The answer should hold exactly the lines of the entries below from the one containing "Would you kindly indicate the windshield sticker" through the last line, both included.

*-*-*

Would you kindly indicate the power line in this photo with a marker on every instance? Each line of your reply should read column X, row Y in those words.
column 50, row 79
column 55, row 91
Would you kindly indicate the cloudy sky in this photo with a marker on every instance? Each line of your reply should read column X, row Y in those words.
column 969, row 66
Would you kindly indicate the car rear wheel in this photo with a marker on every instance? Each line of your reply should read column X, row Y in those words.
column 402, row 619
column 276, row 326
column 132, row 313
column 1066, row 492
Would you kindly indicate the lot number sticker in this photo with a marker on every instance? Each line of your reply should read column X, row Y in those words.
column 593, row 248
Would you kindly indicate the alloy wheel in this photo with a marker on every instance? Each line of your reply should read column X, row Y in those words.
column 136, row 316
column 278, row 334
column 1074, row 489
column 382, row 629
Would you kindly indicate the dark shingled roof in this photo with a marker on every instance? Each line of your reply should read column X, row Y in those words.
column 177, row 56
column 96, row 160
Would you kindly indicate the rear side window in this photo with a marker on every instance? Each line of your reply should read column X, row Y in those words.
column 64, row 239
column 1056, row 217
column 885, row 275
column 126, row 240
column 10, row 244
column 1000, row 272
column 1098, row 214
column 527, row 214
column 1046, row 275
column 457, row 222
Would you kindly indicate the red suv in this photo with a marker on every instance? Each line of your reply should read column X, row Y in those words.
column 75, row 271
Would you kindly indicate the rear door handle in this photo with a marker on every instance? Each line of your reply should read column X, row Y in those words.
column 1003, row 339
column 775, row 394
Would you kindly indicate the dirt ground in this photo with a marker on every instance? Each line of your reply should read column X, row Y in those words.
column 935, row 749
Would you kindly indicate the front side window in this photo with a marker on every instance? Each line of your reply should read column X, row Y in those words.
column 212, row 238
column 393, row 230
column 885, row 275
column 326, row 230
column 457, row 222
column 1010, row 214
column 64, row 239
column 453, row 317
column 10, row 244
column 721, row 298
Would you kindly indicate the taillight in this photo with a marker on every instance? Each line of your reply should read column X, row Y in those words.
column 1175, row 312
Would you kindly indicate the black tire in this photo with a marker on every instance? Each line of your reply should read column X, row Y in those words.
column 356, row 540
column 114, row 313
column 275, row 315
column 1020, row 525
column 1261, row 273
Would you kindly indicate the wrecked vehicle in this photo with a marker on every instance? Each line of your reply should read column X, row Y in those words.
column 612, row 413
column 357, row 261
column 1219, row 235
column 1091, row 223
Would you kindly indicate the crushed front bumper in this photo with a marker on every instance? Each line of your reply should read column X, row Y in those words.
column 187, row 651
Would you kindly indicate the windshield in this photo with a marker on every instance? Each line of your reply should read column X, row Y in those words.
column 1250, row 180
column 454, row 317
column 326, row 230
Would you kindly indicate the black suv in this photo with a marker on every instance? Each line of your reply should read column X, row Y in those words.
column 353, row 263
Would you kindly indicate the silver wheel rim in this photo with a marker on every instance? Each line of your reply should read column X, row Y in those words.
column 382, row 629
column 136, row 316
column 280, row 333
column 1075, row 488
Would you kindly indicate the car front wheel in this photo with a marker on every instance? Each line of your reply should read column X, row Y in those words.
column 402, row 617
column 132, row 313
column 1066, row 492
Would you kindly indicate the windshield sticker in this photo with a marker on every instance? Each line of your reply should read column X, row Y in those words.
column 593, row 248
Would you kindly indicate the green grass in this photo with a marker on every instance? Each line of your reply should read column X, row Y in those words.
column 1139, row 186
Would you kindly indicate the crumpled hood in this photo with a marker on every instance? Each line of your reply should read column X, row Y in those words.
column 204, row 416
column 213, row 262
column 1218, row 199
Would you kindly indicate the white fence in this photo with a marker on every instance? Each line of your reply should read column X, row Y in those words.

*-*-*

> **WRITTEN RESPONSE**
Would you kindly indicate the windshield sticker in this photo with a marker on every instance? Each line of your reply should read column X, row Y in those words.
column 593, row 248
Would you kindly indicate the green grass in this photo with a marker on every instance? Each line of your reply should read column X, row Y in those words.
column 1139, row 186
Would you kindly indicate the crumpled hood in this photo with a marker on every instance? Each line of your reply should read column X, row Y in those words.
column 204, row 416
column 213, row 262
column 1218, row 199
Would you kindly indicate the white fence in this photo with a marker on every instance? Each line of your reply should read column X, row Y in those words.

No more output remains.